Annotated coordinate items:
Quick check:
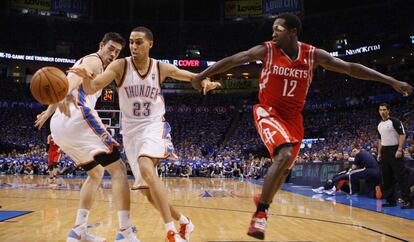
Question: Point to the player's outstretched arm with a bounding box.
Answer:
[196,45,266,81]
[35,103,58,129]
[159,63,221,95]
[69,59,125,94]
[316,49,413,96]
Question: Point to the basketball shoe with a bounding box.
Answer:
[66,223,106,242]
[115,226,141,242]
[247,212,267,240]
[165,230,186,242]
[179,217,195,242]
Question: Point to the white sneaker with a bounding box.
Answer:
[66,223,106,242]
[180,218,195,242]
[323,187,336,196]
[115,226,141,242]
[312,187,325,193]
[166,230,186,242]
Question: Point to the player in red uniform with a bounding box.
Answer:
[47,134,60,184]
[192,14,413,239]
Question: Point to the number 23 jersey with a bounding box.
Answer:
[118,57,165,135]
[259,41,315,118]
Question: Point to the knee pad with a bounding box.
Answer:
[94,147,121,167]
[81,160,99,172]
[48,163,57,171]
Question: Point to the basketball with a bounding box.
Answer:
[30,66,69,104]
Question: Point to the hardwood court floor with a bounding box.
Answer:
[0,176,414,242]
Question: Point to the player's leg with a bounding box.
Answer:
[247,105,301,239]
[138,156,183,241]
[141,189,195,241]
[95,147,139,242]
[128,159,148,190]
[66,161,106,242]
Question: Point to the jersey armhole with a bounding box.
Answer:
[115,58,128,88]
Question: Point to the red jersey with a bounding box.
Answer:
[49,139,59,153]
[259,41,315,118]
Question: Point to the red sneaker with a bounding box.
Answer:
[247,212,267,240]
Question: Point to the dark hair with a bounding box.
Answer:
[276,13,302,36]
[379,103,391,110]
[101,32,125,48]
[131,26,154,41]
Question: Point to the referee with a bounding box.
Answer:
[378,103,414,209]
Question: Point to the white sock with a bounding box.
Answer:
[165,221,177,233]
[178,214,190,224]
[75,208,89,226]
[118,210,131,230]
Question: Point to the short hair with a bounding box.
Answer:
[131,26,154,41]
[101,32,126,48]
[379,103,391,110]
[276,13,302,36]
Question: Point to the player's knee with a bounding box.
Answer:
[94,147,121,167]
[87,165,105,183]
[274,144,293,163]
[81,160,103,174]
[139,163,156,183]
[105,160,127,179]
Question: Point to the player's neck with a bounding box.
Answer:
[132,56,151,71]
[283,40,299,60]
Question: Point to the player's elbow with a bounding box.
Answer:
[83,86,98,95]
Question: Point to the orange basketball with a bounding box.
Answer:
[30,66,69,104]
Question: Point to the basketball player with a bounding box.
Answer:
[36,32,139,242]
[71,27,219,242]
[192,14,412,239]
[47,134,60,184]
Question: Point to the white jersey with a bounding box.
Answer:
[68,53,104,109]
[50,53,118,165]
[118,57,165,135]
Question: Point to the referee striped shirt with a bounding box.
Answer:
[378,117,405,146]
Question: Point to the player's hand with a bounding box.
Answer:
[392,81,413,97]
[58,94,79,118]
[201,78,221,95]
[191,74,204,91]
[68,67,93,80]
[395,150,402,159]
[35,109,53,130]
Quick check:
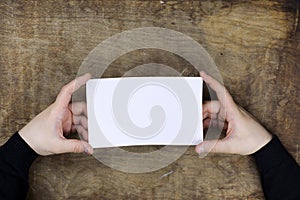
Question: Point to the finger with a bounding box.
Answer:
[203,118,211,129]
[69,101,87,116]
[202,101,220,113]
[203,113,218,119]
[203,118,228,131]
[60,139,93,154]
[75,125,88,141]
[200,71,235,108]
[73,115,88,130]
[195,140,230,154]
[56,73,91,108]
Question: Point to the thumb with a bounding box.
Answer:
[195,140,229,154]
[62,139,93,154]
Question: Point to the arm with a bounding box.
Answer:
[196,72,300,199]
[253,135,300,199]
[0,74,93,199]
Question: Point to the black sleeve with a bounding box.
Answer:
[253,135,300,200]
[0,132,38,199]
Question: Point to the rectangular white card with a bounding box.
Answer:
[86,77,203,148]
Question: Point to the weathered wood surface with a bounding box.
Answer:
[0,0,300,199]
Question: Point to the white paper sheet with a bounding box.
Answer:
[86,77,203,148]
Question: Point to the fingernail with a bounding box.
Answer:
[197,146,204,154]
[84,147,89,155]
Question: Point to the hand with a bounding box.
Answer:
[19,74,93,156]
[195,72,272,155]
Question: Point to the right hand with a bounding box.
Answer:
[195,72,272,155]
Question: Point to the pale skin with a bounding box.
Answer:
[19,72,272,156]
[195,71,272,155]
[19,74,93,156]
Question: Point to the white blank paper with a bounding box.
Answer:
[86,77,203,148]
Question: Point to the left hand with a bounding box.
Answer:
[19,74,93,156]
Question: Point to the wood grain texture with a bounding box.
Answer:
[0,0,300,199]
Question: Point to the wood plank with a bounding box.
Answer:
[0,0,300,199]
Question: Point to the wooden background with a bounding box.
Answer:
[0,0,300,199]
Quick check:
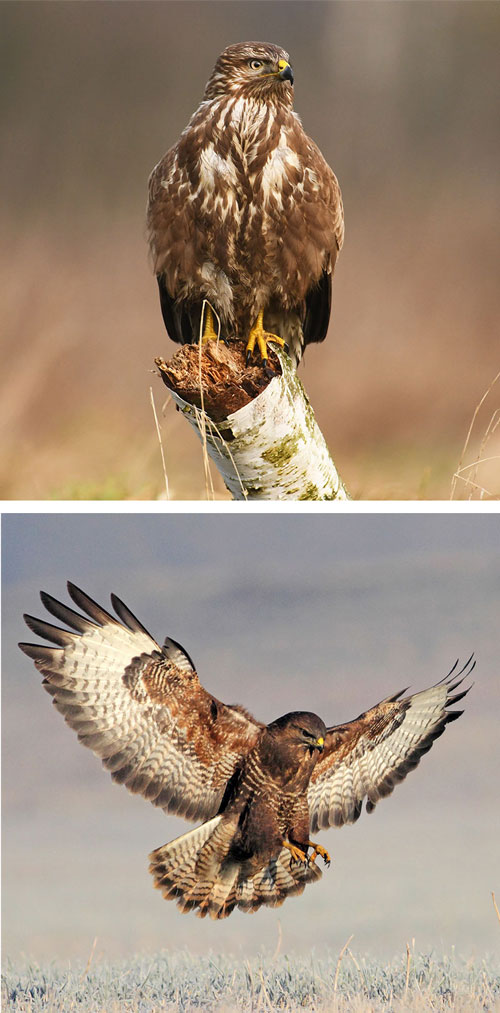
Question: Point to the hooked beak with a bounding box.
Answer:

Directions: Copy out, verbatim, the lines of the items above from the line with "Question: Point to the player's leg" up to and including the line with "[115,58,128,88]".

Result:
Question: Point to the player's leg with a bounding box.
Answer:
[247,105,301,239]
[138,156,183,241]
[141,189,195,241]
[95,147,139,242]
[128,159,148,190]
[66,161,106,242]
Question: Point to the jersey armhole with a bounding box.
Answer:
[115,58,128,88]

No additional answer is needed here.